▸ WORK ORDER:
The lines to copy run from the one containing "locate the triangular-looking" through the last line of the listing; copy them exactly and nothing more.

━━━ PROVIDED ENTRIES

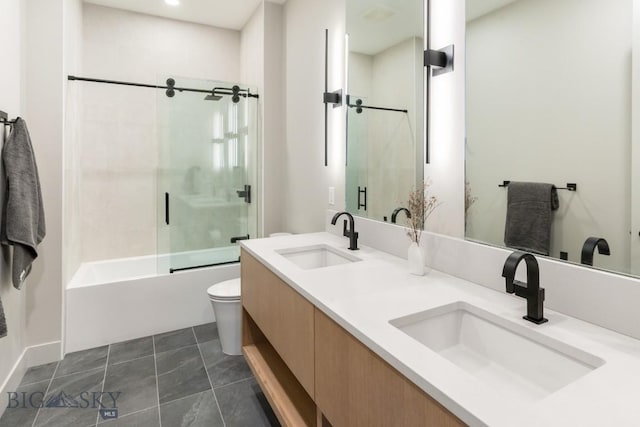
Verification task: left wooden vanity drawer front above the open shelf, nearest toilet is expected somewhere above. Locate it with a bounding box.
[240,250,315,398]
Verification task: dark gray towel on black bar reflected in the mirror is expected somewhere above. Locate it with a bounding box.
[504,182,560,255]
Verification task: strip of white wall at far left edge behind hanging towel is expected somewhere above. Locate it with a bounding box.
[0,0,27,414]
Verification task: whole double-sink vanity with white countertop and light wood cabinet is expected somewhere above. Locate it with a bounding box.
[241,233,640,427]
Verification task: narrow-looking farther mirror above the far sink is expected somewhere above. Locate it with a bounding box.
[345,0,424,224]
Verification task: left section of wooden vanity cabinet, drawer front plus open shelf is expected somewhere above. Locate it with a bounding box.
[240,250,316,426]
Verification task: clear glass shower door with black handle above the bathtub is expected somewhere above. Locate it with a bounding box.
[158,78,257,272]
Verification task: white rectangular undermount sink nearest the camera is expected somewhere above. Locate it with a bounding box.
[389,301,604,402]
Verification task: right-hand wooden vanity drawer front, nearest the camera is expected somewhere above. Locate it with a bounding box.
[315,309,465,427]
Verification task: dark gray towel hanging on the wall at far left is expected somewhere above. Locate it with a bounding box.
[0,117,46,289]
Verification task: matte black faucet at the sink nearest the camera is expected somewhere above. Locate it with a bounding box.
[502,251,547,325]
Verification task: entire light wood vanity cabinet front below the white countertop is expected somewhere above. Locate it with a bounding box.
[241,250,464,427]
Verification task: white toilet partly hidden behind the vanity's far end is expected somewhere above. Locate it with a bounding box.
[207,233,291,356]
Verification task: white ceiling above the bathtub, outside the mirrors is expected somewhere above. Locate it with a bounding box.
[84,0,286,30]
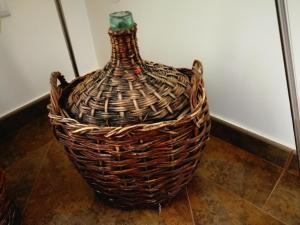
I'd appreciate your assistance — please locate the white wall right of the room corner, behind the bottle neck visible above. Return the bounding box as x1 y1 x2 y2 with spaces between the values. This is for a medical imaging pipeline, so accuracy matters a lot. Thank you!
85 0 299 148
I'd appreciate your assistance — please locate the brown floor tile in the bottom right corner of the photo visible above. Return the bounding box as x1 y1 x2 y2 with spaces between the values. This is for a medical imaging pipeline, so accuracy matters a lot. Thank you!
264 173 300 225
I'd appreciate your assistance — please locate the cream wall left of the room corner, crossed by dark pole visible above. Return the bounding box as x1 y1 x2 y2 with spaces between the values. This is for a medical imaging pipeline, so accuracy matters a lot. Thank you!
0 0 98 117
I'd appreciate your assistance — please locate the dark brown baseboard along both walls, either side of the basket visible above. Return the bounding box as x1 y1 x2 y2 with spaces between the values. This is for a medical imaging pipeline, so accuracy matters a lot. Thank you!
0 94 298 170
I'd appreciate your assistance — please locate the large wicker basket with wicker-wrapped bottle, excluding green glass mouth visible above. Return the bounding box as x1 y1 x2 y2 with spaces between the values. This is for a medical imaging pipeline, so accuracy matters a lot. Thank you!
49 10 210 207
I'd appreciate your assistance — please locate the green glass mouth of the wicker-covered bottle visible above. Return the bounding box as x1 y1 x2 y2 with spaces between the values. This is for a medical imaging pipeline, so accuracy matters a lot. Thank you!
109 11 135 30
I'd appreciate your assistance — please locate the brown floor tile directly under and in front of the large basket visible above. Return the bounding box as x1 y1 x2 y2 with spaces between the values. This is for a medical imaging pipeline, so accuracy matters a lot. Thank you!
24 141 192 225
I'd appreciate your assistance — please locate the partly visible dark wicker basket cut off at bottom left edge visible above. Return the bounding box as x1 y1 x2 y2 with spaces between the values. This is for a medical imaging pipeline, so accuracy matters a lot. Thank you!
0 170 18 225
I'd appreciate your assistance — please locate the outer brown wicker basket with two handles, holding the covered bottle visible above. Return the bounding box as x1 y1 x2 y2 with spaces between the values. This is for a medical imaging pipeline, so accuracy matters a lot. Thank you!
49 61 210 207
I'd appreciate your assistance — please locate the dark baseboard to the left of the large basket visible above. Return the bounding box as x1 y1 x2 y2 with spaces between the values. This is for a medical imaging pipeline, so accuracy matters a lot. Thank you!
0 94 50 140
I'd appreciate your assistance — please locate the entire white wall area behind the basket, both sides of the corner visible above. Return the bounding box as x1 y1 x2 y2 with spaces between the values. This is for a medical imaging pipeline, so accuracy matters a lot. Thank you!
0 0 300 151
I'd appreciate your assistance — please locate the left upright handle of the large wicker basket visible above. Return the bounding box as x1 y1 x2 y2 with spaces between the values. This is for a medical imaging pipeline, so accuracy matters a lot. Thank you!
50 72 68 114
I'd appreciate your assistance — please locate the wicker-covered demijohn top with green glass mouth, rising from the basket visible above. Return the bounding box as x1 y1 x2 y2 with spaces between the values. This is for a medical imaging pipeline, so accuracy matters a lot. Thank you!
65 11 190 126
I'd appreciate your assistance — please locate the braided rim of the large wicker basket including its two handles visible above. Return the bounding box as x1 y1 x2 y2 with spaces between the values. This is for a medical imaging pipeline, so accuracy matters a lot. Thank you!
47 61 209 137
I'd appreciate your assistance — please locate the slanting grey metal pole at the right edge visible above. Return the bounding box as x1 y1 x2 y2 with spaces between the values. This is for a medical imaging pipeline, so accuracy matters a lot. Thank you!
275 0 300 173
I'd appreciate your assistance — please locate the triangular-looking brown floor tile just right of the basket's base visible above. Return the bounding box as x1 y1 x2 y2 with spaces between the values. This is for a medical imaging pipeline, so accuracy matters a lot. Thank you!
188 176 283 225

━━━━━━

▸ TASK RESPONSE:
I'd appreciate your assistance — please locate the triangular-looking brown floor tile just right of the basket's base visible above. Return the bounding box as x1 y1 x2 y2 with spaces between the values. This is for a medical imaging pipeline, so accuracy matters a lot. Thank you!
188 176 283 225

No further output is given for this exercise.